Фрагмент текста:
════
Основываясь на этой грани христианской ментальности англичан, Говард пытался призвать заключенных к праведности, суля в качестве потенциальной награды телесное исцеление. Предлагая ввести в практику ежедневные богослужения и индивидуальные беседы со священником, он подчеркивал, что душа нуждается во врачевании, как больное тело. Тот, кто жаждет исцеления тела, должен начать с очищения души. Пуританское сознание, убежденное в том, что «человек мертв по преступлениям и грехам»26, легко принимало веру в «вечную тюрьму Ада» и вечное проклятие для грешников. Картина «адовой тюрьмы» была знакома даже юным прихожанам, разглагольствования о вечных мучениях, в которые погружается душа грешника, входили в обязательную часть проповеди священника, стращавшего толпу накануне публичной казни преступников: «ввергнут их в печь огненную: там будет плач и скрежет зубов»27 и «тот будет пить вино ярости Божией, вино цельное, приготовленное в чаше гнева Его, и будет мучим в огне и сере пред святыми Ангелами и пред Агнцем, и дым мучения их будет восходить во веки веков, и не будут иметь покоя ни днем, ни ночью поклоняющиеся зверю и образу его и принимающие начертание имени его»28.

Однако Говард не относился к ортодоксальным пуританам, убежденным в предопределенности проклятие. Скорее он был близок к умеренным протестантам, считавших, что покаяние и возвращение к благочестивой жизни может привести к избавлению. Евангелисты старались вселить в верующих надежду, что Божье прощение настигнет тех, кто истинно верит, напоминали заключенным, что «провидение предсказуемо» и поместило их в эти условия за нарушение нравственных законов Завета. И если «страдание – логическое завершение плохой дорожки, на которую вступил преступник», то только изменение этого выбранного пути отведет его от пучины страданий, мук и лишений29. Но прощение достигается в упорной ежеминутной и постоянной духовной работе над собой, в способности подавить свои злые наклонности и очистить собственную жизнь и жизнь общества в целом30.

В год смерти Говарда в свет вышла религиозная брошюра «Проповеди для узников», эпиграф к которой возвещал: «в память о Джоне Говарде, который неутомимо стремился облегчить бедственное положение узников… и пожертвовал собой в служении человечеству»31. Анализ содержания предлагаемых проповедей выявляет «пошаговую программу» покаяния и обретения надежды на спасение. Для нравоучительных бесед предлагались соответствующие притчи и назидания Священного Писания, к примеру: «Бойтесь того, кто, по убиении, может ввергнуть в геенну»32, «Худые сообщества развращают добрые нравы»33, «Кающийся вор»34, «Узник надежды – это узник Господа»35 и др.
════
Исходные данные:
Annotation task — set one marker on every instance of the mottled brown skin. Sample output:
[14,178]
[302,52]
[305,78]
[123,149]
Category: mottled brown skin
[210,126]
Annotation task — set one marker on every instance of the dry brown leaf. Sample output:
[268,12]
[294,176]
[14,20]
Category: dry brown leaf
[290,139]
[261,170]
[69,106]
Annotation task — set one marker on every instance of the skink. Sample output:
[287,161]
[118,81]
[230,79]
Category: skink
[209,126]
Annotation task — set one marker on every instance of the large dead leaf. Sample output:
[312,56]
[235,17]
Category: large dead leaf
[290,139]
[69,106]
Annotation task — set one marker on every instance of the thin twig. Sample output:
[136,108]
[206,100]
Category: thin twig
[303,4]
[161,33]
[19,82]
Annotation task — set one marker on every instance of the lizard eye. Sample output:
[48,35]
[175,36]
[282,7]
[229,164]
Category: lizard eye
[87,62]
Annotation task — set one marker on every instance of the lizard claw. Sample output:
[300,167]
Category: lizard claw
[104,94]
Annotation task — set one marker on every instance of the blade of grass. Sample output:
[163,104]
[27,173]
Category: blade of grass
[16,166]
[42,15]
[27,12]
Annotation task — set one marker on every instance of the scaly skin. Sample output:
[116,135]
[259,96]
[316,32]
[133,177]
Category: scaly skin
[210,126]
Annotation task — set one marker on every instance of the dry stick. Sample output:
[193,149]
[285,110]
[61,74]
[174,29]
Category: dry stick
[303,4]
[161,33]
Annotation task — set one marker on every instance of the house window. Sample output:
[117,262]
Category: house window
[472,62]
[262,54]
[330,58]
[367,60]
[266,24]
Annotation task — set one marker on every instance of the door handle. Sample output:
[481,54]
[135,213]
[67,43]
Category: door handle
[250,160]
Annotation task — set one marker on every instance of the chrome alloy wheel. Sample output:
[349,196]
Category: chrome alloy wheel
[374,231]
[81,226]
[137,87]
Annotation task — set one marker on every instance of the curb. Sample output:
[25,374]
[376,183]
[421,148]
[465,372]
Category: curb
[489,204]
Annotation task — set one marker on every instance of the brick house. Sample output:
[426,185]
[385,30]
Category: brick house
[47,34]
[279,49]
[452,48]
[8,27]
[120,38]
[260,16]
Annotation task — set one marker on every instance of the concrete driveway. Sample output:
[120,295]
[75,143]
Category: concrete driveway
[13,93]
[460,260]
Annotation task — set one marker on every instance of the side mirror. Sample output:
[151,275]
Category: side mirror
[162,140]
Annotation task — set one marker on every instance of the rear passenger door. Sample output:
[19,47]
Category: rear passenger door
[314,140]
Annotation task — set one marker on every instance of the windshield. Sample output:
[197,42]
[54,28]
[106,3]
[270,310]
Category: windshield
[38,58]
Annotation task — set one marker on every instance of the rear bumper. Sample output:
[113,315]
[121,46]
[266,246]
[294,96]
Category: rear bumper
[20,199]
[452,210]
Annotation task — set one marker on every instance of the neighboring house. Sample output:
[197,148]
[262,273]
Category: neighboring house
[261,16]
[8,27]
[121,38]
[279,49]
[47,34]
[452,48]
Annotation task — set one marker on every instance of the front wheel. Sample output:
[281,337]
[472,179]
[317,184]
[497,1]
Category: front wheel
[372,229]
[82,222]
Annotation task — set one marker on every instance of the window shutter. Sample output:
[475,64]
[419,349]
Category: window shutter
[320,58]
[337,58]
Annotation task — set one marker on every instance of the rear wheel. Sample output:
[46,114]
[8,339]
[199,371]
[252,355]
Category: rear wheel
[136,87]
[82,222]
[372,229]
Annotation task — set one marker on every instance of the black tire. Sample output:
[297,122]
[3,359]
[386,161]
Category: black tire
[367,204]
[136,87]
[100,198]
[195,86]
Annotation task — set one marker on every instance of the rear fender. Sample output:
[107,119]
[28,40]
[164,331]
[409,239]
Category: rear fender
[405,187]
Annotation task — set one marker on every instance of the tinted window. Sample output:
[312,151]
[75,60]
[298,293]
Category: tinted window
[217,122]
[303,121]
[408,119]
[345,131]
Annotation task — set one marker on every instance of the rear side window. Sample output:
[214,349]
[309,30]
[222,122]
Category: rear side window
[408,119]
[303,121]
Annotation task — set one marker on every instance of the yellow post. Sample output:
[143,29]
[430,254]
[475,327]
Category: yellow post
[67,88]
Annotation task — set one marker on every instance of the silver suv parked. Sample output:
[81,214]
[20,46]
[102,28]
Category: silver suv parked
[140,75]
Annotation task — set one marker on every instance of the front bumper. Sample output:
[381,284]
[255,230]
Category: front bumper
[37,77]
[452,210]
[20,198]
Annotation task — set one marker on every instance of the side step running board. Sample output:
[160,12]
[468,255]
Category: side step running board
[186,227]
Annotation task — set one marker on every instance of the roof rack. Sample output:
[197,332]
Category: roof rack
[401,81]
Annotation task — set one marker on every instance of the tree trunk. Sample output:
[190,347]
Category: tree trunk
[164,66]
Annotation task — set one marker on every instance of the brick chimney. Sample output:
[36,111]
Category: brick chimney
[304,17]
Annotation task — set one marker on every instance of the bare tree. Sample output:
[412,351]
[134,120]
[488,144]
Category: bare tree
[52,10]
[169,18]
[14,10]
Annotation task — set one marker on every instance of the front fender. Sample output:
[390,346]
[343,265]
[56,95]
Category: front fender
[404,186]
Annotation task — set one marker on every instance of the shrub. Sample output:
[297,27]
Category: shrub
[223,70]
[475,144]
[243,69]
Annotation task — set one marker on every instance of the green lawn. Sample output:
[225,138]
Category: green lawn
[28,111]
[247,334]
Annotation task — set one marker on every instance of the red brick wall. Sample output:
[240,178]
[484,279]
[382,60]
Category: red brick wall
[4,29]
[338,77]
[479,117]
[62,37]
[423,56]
════
Подскажите, пожалуйста, как согласно фрагменту текста называлась религиозная брошюра, вышедшая в год смерти Говарда?

«Проповеди для узников».